Exercise. Exactly reproduce the lines beginning with the line that includes "Tag the stone" and ending with the last line of the data.

________________________

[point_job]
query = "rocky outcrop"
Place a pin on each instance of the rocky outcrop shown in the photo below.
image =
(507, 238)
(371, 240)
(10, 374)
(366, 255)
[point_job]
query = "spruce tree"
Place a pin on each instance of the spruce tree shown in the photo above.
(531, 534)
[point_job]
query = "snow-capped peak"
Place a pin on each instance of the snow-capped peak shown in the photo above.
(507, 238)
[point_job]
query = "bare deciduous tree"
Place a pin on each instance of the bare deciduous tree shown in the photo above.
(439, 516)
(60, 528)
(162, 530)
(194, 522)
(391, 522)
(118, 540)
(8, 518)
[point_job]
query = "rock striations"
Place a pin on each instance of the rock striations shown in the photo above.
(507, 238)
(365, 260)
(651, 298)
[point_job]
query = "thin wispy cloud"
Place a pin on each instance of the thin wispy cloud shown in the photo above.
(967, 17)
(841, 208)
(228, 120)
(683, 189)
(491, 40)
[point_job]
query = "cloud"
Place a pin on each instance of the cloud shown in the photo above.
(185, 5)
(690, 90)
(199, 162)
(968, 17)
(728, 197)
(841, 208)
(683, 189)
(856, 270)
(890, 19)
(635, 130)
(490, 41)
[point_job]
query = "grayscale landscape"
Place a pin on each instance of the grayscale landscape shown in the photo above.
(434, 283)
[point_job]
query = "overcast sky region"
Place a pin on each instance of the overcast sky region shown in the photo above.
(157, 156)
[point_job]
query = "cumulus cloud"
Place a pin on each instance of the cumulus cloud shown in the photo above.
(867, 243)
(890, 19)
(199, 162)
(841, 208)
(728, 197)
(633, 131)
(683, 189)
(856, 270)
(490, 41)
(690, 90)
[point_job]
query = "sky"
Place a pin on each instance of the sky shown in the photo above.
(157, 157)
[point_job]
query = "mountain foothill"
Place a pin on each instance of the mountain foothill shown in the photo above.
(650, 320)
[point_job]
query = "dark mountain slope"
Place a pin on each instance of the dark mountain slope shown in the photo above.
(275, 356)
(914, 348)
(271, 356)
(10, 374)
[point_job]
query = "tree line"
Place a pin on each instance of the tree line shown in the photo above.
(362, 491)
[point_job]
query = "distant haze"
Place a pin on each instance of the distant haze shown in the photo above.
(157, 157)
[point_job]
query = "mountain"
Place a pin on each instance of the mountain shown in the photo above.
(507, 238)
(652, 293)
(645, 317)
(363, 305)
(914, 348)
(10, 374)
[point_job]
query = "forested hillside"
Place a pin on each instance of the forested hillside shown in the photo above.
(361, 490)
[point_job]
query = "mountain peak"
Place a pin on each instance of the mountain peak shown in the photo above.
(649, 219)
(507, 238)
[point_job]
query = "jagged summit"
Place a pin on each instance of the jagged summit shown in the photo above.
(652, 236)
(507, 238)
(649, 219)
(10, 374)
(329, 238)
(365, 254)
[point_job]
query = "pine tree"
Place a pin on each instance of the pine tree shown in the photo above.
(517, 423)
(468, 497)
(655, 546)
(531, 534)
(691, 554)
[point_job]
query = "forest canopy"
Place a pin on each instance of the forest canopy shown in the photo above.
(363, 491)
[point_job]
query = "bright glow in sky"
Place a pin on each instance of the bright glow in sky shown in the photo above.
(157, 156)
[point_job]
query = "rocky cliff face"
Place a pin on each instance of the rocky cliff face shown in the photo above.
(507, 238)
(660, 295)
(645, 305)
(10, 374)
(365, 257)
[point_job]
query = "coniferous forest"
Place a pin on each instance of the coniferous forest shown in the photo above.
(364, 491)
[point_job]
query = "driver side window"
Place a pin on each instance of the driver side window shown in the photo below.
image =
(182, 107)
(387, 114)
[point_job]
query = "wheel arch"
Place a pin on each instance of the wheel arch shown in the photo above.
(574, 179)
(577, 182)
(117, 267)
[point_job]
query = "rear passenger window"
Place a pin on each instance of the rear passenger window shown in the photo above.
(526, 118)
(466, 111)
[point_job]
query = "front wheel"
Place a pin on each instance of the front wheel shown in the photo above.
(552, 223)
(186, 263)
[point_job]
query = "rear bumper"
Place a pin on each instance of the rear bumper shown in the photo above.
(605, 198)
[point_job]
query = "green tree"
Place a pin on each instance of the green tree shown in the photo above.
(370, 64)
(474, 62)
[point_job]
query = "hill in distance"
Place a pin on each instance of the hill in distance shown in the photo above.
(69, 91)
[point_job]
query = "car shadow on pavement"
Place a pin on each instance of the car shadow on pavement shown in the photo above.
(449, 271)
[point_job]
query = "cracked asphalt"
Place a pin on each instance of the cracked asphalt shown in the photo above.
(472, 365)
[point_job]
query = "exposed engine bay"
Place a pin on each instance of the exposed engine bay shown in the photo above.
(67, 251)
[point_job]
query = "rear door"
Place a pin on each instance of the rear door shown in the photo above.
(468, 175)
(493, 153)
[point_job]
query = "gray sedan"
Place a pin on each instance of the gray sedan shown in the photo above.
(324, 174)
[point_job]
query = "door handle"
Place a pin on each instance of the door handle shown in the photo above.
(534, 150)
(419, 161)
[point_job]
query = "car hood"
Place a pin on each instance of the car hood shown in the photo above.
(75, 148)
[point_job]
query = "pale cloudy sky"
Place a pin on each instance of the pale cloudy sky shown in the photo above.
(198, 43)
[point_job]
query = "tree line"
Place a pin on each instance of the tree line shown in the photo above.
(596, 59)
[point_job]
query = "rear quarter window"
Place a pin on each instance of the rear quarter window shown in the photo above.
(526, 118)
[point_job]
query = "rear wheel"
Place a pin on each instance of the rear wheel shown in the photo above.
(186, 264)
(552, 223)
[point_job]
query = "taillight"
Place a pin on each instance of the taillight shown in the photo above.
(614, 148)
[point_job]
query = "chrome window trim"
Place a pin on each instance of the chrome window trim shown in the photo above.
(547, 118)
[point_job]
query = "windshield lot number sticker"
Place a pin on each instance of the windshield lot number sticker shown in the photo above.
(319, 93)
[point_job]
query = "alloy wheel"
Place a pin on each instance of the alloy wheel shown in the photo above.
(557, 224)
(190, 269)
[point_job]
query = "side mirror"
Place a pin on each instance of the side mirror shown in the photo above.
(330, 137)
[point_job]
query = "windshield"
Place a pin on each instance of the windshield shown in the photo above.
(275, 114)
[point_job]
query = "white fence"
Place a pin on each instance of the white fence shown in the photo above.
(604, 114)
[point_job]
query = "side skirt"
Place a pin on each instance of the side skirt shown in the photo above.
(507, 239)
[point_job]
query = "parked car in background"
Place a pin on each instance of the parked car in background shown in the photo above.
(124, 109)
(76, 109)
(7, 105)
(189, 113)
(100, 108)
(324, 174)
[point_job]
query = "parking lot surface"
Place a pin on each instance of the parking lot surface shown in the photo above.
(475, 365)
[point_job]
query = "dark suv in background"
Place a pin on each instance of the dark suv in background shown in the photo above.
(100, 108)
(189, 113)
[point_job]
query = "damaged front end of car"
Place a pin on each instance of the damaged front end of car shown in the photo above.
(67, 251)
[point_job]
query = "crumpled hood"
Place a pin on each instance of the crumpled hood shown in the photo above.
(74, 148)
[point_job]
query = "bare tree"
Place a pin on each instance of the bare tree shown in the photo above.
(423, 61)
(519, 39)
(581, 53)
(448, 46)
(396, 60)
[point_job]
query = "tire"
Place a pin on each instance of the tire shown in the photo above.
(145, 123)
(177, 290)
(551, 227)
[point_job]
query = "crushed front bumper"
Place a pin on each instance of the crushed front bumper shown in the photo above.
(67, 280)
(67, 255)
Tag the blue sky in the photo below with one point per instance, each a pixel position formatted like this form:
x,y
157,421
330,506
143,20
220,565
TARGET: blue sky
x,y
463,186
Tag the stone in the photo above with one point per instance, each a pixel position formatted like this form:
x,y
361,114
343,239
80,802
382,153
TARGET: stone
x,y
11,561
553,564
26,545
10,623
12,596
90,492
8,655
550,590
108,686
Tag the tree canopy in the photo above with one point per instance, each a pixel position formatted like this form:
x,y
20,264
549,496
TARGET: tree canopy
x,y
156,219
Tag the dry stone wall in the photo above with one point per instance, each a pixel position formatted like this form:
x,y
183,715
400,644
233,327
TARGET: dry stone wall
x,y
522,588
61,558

________________________

Answer in full.
Tag the stone in the photo above with one point per instance, each a pixel position formatted like this form:
x,y
361,114
343,239
80,802
382,153
TARGET: stone
x,y
11,561
553,564
26,545
10,623
12,596
90,492
8,655
550,590
108,686
Tag the tree canopy in the photo above with one point per instance, each a pixel position formatted like this form:
x,y
20,264
549,496
TARGET: tree canopy
x,y
156,219
Tag the dry stone wall in the photo above with one point per instance, each a pixel position formatted like this form:
x,y
183,715
400,644
233,327
TARGET: dry stone wall
x,y
522,588
61,558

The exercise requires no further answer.